» DESCRIÇÃO DO PROBLEMA
Por favor, dê continuidade ao texto sobre as obras da Infraero nos aeroportos, a partir da última frase apresentada.
---------- TRECHO DO TEXTO
Título: Obras movidas a corrupção
Autor: Ribas, Sílvio
Fonte: Correio Braziliense, 22/04/2012, Economia, p. 17
As pressões do calendário da Copa do Mundo de 2014 estão obrigando a Empresa Brasileira de Infraestrutura Aeroportuária (Infraero) a criar um padrão nacional de planejamento e execução de obras nos seus terminais. Não sem motivo: só agora, diante da premência de melhorar os serviços, a companhia descobriu que nem sequer tem as plantas dos aeroportos que administra. A situação é tão complicada que quaisquer reparos e ampliações resultam em interrupções, atrasos e gastos adicionais. Uma simples manutenção nos banheiros no Aeroporto Juscelino Kubitschek, em Brasília, ficou seis meses parada porque a construtora responsável não tinha em mãos o mapa dos encanamentos existentes no local.
"Problemas desse tipo ocorrem com frequência porque não tínhamos centralizada na sede uma memória das obras feitas e muito menos o aprendizado com elas. A construção dos aeroportos e suas modificações físicas eram tocadas nas regionais e os planos tomavam rumos próprios", explica José Eirado, diretor de Administração da Infraero. A estatal contratou a Fundação para o Desenvolvimento Tecnológico da Engenharia (FDTE), ligada à Universidade de São Paulo (USP), para atualizar as técnicas de gerenciamento de projetos em obras de 15 aeroportos prioritários, visando evitar surpresas ruins.
Apenas o plano de investimentos do governo federal para os terminais relacionados à Copa e às Olimpíadas prevê um desembolso de R$ 5,2 bilhões pela Infraero. Segundo Eirado, além de fiscalizar a aplicação dos recursos e evitar que o dinheiro escorra pelo ralo, a estatal necessita ganhar agilidade para superar gargalos inesperados e evitar que eles se repitam. "Em matéria de gestão e acompanhamento de projetos, estamos começando tudo do zero", confessa. Ele assegura, porém, que o prazo para a conclusão dos empreendimentos não está estourado e os aeroportos serão reformados até dezembro de 2014.
--------------------
---------- TRECHOS DOS DADOS
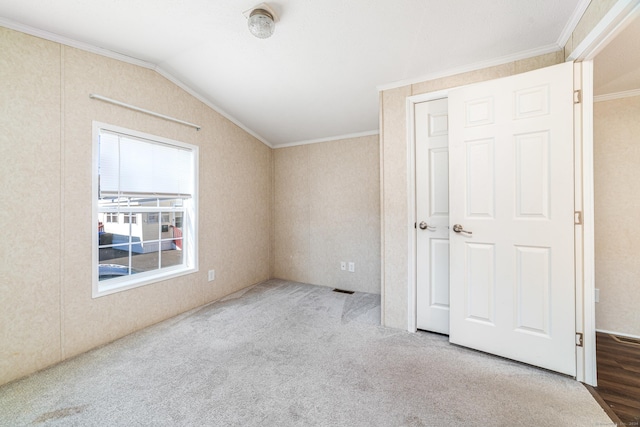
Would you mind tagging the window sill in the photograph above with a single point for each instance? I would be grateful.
(112, 286)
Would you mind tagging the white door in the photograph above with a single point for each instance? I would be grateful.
(432, 213)
(511, 180)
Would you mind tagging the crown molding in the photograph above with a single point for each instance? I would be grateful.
(473, 67)
(328, 139)
(616, 95)
(573, 21)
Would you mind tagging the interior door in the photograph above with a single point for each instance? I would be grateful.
(432, 213)
(512, 217)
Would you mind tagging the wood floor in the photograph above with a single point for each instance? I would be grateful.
(619, 377)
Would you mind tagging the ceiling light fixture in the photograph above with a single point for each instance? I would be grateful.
(261, 21)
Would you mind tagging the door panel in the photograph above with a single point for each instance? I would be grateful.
(432, 208)
(511, 190)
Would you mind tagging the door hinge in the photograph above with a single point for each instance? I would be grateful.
(577, 96)
(577, 218)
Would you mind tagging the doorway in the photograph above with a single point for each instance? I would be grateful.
(511, 181)
(616, 162)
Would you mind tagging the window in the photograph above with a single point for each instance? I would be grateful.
(130, 218)
(111, 217)
(151, 182)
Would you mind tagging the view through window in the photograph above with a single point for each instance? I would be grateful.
(145, 209)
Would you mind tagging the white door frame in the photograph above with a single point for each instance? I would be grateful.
(621, 14)
(618, 17)
(411, 188)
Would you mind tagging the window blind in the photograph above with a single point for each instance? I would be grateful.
(132, 167)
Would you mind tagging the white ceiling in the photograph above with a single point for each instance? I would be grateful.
(616, 69)
(318, 76)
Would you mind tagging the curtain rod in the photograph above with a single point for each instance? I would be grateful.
(142, 110)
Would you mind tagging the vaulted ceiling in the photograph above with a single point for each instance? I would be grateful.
(318, 76)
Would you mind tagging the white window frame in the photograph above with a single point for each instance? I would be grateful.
(190, 226)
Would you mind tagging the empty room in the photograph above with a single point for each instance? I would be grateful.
(362, 213)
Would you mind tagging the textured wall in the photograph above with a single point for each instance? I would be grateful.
(617, 209)
(46, 182)
(395, 173)
(327, 210)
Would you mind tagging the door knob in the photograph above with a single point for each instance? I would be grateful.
(424, 226)
(460, 229)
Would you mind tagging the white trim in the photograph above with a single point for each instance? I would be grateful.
(143, 110)
(328, 139)
(4, 22)
(616, 95)
(411, 202)
(473, 67)
(572, 23)
(619, 334)
(618, 17)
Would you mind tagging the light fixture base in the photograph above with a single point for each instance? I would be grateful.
(263, 6)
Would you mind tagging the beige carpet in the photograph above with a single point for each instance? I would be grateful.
(289, 354)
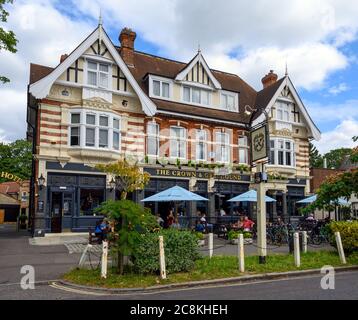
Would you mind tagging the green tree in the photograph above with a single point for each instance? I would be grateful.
(16, 158)
(130, 220)
(128, 178)
(335, 157)
(316, 160)
(8, 39)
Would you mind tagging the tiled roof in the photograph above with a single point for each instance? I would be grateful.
(148, 64)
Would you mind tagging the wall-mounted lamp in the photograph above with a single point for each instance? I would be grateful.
(112, 184)
(41, 181)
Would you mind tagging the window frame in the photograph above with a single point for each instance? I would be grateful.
(178, 141)
(83, 126)
(220, 145)
(244, 147)
(276, 150)
(161, 80)
(234, 95)
(201, 141)
(153, 136)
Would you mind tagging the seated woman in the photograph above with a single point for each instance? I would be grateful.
(199, 226)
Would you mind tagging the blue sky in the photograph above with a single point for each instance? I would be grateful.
(318, 40)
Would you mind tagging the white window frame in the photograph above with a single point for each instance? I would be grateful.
(98, 62)
(174, 139)
(233, 95)
(276, 150)
(191, 88)
(83, 126)
(161, 80)
(285, 108)
(201, 141)
(244, 147)
(154, 136)
(221, 146)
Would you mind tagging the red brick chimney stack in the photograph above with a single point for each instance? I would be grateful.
(127, 38)
(269, 79)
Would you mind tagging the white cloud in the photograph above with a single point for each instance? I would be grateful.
(335, 90)
(340, 137)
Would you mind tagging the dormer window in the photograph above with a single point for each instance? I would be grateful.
(196, 95)
(229, 101)
(160, 87)
(98, 74)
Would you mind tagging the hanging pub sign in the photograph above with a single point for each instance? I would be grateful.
(259, 143)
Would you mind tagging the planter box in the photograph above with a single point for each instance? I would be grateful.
(201, 243)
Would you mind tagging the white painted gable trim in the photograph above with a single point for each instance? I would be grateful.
(41, 88)
(313, 130)
(199, 58)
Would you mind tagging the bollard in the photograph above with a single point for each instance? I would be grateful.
(340, 247)
(84, 255)
(304, 241)
(104, 259)
(163, 273)
(241, 254)
(296, 246)
(211, 245)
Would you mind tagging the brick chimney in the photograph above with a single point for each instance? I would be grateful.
(269, 79)
(127, 38)
(63, 57)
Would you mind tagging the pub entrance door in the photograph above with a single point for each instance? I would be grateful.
(62, 209)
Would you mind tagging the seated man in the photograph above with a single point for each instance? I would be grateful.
(199, 226)
(247, 224)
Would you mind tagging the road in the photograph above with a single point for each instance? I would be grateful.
(51, 262)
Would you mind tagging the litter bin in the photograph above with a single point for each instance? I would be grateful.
(290, 242)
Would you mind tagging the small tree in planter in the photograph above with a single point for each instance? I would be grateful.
(129, 178)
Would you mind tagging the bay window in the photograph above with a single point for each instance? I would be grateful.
(243, 150)
(152, 139)
(178, 142)
(91, 129)
(75, 133)
(222, 147)
(98, 74)
(196, 95)
(201, 147)
(282, 152)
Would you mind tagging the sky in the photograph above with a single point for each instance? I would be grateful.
--------------------
» RESPOSTA À TAREFA
"Reforma é um horror. Somos surpreendidos durante a obra porque a memória representada pelas plantas se perdeu ou não está devidamente organizada, centralizada. Congonhas (SP), por exemplo, tem projeto executivo de 1935", conta Gustavo do Vale, presidente da Infraero. "É por isso tudo que precisamos de projeto básico em cada obra, uma exigência do Tribunal de Contas da União (TCU). Antes, toda reforma era concedida ao próprio executor da obra, sem projeto básico, dando margem para todo tipo de imprevistos, inclusive corrupção", acrescenta.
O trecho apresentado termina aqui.